Page text:
↓↓↓

Which types of deposit are covered by deposit insurance?

15:12-23/08/2022

Deposit insurance is considered a "steel shield" that protect depositors. According to the Law on Deposit Insurance, insured deposits are deposits in Vietnamese Dong of individuals with insured institutions in the forms of time deposits, demand deposits, savings accounts, certificates of deposit, bills, notes and other types of deposits as stipulated in the Law on credit institutions.

In Vietnam, putting savings money in the banking system is recognized as a safe investment channel. Even though the banking system has to face many difficulties and challenges, deposits in general and savings deposits in particular still grow steadily year by year..

Looking back ten years ago, at the end of April 2012, the State Bank of Vietnam (SBV) announced residential deposit data for the first time, whereby the total amount of deposits reached nearly 1,46 million billion VND in total of 88,8 million people. Until now, the population in Vietnam has risen to 98,8 million people, the people's income has also been continuously improved. The data of the International Monetary Fund (IMF) appears that GDP per capita in Vietnam in 2021 reached 3.743 USD (which doubles the amount compare to 2011) and continued to grow.

According to the latest update of the SBV in May 2022, the number of deposits in credit institutions reached nearly 5,56 million billion VND. Thus, the GDP per capita is double compared to 10 years ago, and the amount of deposits per capita is 3,5 times higher.

It can be seen that the above growth is thanks to the constant creativity and innovation of the Vietnamese banking system. Savings mobilization forms are progressively diversified and convenient to suit people's needs, from ordinary forms of savings (time deposit, demand deposit) to promotional forms, increasing benefits for customers such as: Savings for children, savings for individuals to accumulate in the future, retirement savings... Especially, the banking industry has actively and positively integrated, participated in the industrial revolution 4.0, implementing the digital transformation plan, so that customers can deposit online savings through the internet banking, mobile banking instead of direct transactions at the bank.

Besides, creating a safe legal framework for savings deposits is always the top concern of the Government and the SBV. The law stipulates that participation in deposit insurance is mandatory for credit institutions that raise deposits. These institutions must pay deposit insurance premiums at the rate of 0,15%  of deposit amount on average. Through that, each citizen depositing money into credit institutions is insured with a coverage limit of 125 million VND.

According to the provisions of Article 18 of the Law on Deposit Insurance, insured deposits are deposits in Vietnamese Dong of individuals with insured institutions in the forms of time deposits, demand deposits, savings accounts, certificates of deposit, bills, notes and other types of deposits as stipulated in the Law on credit institutions. This regulation shows that the deposit insurance policy is responsive and able to protect almost all of depositors at credit institutions.

In particular, demand deposit - the most common and used form of deposit is also insured. Accordingly, the bank card holders or a bank account holder is also a depositor with demand deposit. This deposit type does not limit the deposit time and the balance in the account.

Currently, most agencies, companies and businesses open bank accounts for officials and employees to pay salaries through the account. This is both a modern and useful method for employees, also helping employees' wages be protected by the deposit insurance policy. Until now, in Vietnam, the proportion rate of adults with a bank account is 66%. With an average growth rate of around 11% from 2015 to 2021, it means that the role and responsibility of the deposit insurer for people's deposits is increasing more and more.

↑↑↑

Task requirements:
1/ According to the deposit insurance article, what coverage limit applies to each citizen who deposits money into credit institutions?
2/ Print the stretch of the deposit insurance article from "15:12-23/08/2022" through "year by year..".
3/ Render this sentence from the deposit insurance article in Spanish: "The law stipulates that participation in deposit insurance is mandatory for credit institutions that raise deposits."

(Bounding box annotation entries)
↓↓↓

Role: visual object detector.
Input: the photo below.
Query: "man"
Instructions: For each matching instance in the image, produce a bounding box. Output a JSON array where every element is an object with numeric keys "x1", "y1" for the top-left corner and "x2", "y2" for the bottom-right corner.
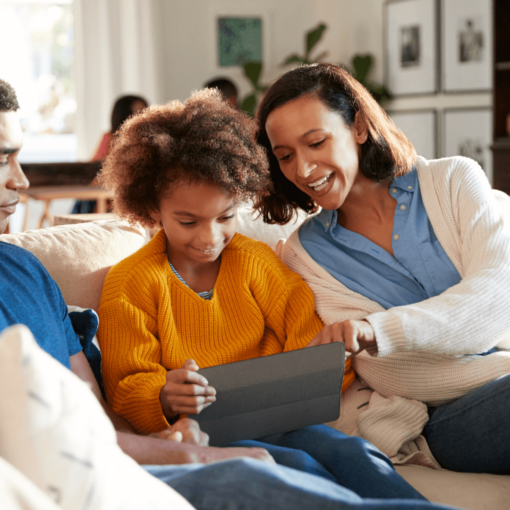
[{"x1": 0, "y1": 80, "x2": 454, "y2": 510}]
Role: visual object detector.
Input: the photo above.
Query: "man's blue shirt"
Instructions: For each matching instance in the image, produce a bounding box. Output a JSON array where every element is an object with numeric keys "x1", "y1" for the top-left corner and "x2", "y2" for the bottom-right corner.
[
  {"x1": 299, "y1": 168, "x2": 461, "y2": 309},
  {"x1": 0, "y1": 242, "x2": 82, "y2": 368}
]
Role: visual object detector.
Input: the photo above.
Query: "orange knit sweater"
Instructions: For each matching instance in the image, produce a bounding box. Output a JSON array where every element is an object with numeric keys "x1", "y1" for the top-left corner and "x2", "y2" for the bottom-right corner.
[{"x1": 98, "y1": 231, "x2": 354, "y2": 433}]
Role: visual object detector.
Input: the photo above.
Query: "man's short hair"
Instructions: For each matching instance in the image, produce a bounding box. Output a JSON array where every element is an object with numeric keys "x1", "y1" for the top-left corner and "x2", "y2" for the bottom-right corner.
[{"x1": 0, "y1": 80, "x2": 19, "y2": 112}]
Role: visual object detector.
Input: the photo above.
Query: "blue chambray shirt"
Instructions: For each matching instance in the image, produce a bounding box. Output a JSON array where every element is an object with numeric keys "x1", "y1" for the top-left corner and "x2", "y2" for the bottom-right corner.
[{"x1": 299, "y1": 168, "x2": 461, "y2": 309}]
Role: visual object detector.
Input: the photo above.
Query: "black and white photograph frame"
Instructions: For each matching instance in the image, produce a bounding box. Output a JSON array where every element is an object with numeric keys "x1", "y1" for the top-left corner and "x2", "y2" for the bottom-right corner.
[
  {"x1": 443, "y1": 107, "x2": 493, "y2": 184},
  {"x1": 384, "y1": 0, "x2": 439, "y2": 97},
  {"x1": 441, "y1": 0, "x2": 493, "y2": 94},
  {"x1": 388, "y1": 109, "x2": 438, "y2": 159}
]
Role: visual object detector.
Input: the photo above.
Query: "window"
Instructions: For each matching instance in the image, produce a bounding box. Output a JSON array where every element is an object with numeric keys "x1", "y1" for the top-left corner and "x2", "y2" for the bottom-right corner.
[{"x1": 0, "y1": 0, "x2": 77, "y2": 162}]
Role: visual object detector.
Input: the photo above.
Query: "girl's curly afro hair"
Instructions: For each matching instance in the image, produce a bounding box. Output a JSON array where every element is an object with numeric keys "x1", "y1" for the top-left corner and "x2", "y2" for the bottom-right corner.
[{"x1": 100, "y1": 89, "x2": 272, "y2": 228}]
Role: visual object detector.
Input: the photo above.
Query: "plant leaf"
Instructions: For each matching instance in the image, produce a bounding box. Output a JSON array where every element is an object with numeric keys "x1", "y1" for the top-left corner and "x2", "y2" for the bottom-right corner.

↑↑↑

Final answers:
1/ 125 million VND.

2/
15:12-23/08/2022

Deposit insurance is considered a "steel shield" that protect depositors. According to the Law on Deposit Insurance, insured deposits are deposits in Vietnamese Dong of individuals with insured institutions in the forms of time deposits, demand deposits, savings accounts, certificates of deposit, bills, notes and other types of deposits as stipulated in the Law on credit institutions.

In Vietnam, putting savings money in the banking system is recognized as a safe investment channel. Even though the banking system has to face many difficulties and challenges, deposits in general and savings deposits in particular still grow steadily year by year..

3/ La ley estipula que la participación en el seguro de depósitos es obligatoria para las instituciones de crédito que captan depósitos.